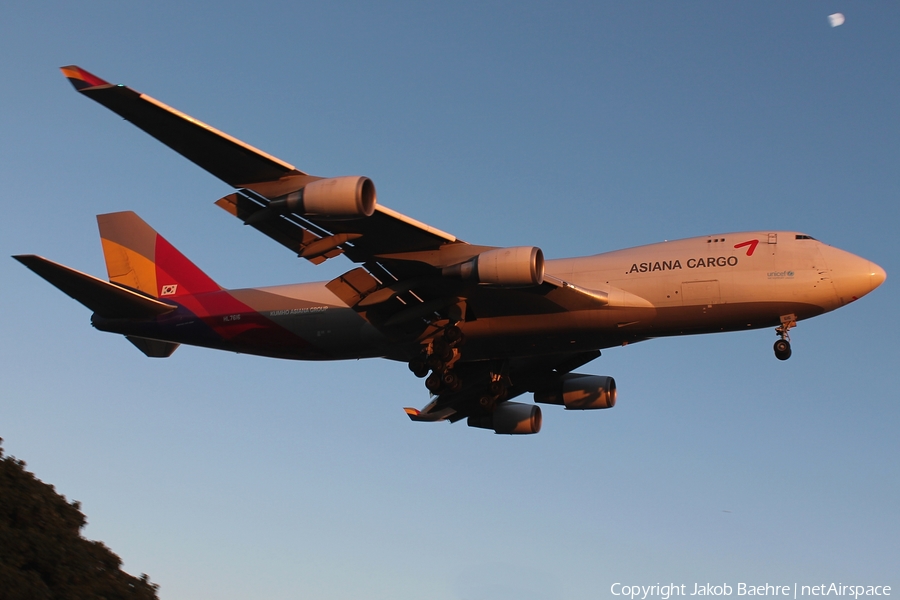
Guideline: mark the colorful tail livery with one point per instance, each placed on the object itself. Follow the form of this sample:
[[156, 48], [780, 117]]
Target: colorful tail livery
[[481, 324], [141, 259]]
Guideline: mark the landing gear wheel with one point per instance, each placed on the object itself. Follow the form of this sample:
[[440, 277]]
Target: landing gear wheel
[[453, 335], [451, 380], [434, 383], [782, 349], [418, 367], [441, 349]]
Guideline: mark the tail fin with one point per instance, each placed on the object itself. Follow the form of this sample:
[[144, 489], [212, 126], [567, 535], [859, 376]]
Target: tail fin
[[138, 257]]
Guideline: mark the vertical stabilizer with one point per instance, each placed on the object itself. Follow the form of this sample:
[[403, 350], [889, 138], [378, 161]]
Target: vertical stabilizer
[[138, 257]]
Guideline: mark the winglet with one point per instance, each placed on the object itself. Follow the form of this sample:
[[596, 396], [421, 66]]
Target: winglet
[[81, 79]]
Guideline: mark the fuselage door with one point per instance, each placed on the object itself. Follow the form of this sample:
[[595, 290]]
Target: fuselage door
[[700, 292]]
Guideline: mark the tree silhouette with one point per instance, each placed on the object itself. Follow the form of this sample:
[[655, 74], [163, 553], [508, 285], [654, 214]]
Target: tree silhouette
[[42, 553]]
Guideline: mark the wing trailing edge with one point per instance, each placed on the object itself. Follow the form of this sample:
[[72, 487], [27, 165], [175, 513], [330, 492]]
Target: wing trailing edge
[[231, 160]]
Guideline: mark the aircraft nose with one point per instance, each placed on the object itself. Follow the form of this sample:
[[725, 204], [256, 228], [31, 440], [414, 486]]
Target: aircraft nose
[[853, 276]]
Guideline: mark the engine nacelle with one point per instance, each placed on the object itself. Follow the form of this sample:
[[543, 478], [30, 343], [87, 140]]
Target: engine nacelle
[[336, 198], [510, 418], [518, 266], [581, 392]]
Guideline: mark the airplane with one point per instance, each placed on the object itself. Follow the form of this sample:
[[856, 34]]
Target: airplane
[[481, 324]]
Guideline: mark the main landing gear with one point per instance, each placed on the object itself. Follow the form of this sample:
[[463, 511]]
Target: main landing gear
[[439, 358], [783, 346]]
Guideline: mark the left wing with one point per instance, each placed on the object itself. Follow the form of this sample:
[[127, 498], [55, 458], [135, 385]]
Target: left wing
[[402, 278]]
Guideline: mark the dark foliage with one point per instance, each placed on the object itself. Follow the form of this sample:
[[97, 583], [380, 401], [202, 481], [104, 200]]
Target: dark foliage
[[42, 553]]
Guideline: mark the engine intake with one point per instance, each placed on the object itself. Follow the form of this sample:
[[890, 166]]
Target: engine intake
[[517, 266], [348, 197], [581, 392], [510, 418]]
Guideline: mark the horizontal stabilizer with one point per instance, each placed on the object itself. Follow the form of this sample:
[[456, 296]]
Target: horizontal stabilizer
[[106, 299], [153, 348]]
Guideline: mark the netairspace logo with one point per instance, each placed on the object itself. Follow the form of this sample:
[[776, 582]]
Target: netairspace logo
[[667, 591]]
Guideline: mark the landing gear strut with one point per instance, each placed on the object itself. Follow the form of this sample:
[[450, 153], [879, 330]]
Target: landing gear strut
[[783, 346], [439, 357]]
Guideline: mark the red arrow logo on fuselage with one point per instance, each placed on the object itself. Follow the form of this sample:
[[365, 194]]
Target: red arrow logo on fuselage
[[751, 246]]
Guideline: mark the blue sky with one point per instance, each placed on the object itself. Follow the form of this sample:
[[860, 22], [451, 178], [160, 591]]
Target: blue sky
[[580, 128]]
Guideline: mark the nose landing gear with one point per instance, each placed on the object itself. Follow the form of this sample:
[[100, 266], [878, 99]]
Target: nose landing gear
[[783, 346]]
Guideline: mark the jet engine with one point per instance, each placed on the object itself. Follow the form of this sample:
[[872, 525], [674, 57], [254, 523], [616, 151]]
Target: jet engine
[[510, 418], [580, 392], [336, 198], [518, 266]]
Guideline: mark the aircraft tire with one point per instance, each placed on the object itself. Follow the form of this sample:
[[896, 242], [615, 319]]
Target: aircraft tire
[[434, 383], [782, 349]]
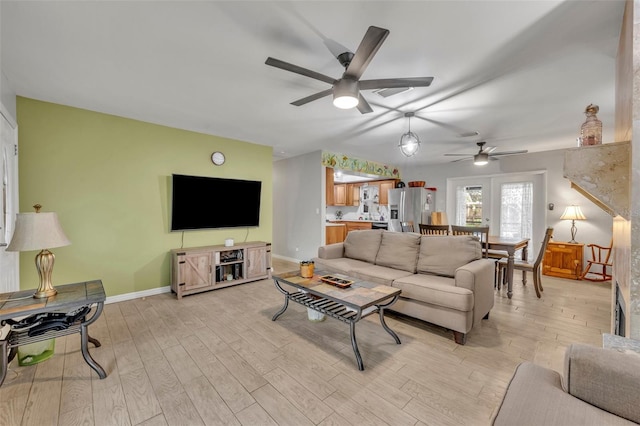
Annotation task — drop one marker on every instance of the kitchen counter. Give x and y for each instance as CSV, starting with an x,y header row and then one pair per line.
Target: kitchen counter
x,y
357,220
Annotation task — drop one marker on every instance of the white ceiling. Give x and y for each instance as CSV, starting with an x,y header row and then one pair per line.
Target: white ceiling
x,y
518,72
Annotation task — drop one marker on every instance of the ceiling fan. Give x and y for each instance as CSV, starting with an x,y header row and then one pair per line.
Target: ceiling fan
x,y
346,90
485,154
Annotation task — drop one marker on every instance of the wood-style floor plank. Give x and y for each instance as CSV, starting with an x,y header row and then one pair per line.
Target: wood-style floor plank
x,y
217,358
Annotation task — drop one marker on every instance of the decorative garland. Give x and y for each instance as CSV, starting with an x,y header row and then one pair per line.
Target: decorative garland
x,y
344,162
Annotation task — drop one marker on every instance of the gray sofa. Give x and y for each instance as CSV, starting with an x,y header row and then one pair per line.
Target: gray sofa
x,y
599,387
444,279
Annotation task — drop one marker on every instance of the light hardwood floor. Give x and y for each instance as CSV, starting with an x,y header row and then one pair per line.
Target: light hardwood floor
x,y
217,358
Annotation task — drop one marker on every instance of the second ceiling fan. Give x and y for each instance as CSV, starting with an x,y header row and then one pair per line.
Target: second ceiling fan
x,y
346,90
484,154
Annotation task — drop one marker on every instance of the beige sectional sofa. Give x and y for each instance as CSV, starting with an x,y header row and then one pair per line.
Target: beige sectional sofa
x,y
444,279
599,387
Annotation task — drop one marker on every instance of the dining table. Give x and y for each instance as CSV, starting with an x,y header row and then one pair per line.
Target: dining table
x,y
510,245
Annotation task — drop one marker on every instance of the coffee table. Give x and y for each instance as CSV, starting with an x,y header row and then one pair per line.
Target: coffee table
x,y
20,304
350,305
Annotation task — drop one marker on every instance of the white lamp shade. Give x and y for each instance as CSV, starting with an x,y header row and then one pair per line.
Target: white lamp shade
x,y
37,231
409,143
346,94
573,213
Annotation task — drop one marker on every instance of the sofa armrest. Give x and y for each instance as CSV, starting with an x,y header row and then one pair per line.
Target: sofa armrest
x,y
476,275
331,251
605,378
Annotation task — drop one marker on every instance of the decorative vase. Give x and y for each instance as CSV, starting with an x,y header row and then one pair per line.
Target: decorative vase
x,y
306,268
591,129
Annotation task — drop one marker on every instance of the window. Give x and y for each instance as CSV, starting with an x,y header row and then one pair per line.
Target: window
x,y
469,205
516,211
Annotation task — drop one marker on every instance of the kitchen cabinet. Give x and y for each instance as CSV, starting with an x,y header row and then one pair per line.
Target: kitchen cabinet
x,y
335,233
198,269
348,194
563,260
385,186
329,194
340,194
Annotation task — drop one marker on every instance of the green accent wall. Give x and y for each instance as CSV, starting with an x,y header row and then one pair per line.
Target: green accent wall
x,y
109,180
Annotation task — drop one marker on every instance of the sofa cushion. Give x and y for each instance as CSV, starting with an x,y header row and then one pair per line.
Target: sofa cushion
x,y
399,250
442,255
363,244
343,265
605,378
534,397
436,290
379,274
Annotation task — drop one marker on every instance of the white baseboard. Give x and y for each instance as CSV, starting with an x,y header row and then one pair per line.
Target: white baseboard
x,y
138,294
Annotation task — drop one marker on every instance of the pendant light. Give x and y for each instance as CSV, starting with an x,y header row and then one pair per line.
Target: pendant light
x,y
409,142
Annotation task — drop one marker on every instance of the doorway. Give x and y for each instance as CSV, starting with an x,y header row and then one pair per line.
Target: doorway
x,y
512,205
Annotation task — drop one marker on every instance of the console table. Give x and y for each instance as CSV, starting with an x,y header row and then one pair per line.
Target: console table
x,y
69,297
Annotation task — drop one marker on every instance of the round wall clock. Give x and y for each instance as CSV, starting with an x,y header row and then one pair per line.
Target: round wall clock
x,y
217,158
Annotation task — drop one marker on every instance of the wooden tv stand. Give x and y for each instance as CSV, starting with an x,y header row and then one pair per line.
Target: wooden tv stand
x,y
198,269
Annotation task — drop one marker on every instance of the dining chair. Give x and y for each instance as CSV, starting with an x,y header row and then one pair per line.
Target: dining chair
x,y
599,257
523,265
482,232
407,226
434,229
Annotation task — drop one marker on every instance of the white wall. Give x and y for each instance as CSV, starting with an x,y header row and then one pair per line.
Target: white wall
x,y
298,206
7,95
596,229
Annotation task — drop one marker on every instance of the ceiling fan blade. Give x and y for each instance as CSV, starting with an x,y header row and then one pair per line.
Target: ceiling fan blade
x,y
392,83
369,45
363,105
299,70
522,151
313,97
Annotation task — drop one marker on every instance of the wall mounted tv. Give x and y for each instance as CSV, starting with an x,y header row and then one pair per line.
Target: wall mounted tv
x,y
203,203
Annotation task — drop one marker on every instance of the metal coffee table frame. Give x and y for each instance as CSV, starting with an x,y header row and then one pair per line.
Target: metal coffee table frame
x,y
69,297
337,308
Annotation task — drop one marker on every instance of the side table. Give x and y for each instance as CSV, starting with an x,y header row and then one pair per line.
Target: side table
x,y
69,297
563,260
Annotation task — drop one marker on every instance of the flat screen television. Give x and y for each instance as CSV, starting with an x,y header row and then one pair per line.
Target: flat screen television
x,y
203,203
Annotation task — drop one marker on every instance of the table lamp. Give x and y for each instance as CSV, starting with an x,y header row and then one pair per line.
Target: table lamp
x,y
39,231
573,213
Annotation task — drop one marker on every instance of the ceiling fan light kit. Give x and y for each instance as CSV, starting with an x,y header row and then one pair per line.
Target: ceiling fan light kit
x,y
345,94
481,159
409,142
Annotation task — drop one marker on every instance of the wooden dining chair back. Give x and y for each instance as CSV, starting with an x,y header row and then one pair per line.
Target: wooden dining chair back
x,y
407,226
482,232
523,265
600,256
434,229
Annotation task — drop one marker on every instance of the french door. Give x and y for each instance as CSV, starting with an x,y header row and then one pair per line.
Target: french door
x,y
9,261
513,205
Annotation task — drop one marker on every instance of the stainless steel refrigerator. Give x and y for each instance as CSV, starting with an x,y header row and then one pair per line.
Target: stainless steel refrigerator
x,y
410,205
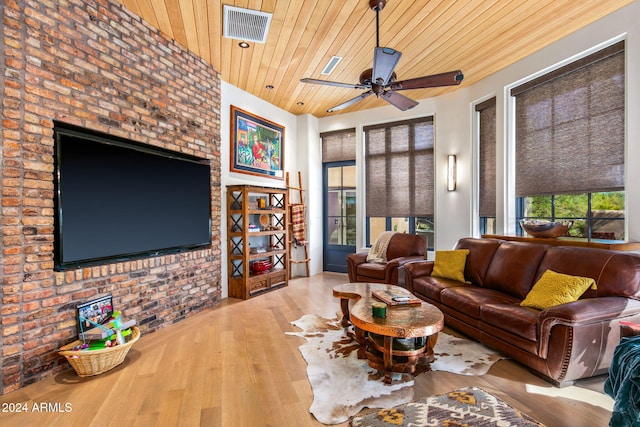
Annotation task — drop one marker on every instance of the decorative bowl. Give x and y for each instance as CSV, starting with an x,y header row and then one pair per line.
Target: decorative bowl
x,y
260,266
546,229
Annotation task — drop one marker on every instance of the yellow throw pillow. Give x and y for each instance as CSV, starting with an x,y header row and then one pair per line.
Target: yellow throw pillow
x,y
556,288
450,264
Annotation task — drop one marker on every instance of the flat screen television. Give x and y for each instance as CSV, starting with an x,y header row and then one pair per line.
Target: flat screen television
x,y
117,199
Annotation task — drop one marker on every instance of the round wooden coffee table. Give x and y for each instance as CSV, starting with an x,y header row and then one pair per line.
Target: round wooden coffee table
x,y
397,342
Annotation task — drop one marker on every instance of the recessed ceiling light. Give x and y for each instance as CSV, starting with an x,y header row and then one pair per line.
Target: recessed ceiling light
x,y
331,65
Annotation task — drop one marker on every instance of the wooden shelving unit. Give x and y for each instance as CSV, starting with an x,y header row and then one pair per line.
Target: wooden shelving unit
x,y
256,233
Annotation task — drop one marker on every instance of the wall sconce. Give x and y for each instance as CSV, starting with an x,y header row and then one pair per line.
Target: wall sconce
x,y
451,172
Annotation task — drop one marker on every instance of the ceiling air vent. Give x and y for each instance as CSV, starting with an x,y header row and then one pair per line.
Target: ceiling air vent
x,y
331,65
246,24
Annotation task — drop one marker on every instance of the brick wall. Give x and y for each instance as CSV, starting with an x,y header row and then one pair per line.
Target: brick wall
x,y
93,64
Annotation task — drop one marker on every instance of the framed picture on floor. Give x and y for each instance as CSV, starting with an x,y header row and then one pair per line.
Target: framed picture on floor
x,y
97,311
257,145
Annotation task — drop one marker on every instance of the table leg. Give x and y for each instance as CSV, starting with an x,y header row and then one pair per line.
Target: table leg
x,y
387,357
344,306
361,339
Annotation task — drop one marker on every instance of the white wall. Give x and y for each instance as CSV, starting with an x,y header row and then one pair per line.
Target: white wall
x,y
454,134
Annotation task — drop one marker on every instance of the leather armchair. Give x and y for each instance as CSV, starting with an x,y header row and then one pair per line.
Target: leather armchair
x,y
403,248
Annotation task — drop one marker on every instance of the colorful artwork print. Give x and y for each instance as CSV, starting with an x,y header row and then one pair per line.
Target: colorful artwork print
x,y
98,311
257,145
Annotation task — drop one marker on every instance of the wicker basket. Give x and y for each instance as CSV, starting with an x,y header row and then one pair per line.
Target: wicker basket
x,y
94,362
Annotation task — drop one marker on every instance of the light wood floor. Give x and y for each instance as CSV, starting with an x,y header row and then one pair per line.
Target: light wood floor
x,y
234,366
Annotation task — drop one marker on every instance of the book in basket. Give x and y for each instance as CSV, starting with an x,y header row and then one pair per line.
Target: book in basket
x,y
393,297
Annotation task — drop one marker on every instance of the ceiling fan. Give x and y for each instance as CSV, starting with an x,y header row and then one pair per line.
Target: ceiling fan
x,y
381,79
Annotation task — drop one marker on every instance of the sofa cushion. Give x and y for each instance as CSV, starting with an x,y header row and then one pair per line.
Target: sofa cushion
x,y
512,318
480,255
404,245
372,269
513,268
430,287
450,264
555,289
616,274
470,299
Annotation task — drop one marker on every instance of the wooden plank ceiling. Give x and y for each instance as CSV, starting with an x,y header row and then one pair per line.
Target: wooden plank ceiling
x,y
478,37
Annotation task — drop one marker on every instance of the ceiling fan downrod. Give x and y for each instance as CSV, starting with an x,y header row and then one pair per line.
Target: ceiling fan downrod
x,y
377,6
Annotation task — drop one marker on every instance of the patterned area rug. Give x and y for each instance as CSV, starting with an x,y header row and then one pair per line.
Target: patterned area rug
x,y
333,367
469,407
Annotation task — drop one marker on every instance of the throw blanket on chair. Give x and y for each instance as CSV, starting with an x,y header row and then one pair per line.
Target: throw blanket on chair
x,y
623,383
297,224
378,251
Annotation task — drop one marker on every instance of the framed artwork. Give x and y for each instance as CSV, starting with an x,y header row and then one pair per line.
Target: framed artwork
x,y
257,144
97,311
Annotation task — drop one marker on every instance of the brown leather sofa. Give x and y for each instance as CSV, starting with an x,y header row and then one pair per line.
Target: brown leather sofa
x,y
402,248
562,343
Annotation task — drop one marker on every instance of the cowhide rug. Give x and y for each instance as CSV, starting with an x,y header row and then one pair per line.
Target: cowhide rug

WHAT YOU WILL DO = Go through the entries and copy every line with "cowhide".

THE COMPLETED TASK =
Annotation task — drop one marker on every instance of the cowhide rug. Give x and y for each instance as CSV, starting with an x,y header row and then one pair per line.
Target: cowhide rug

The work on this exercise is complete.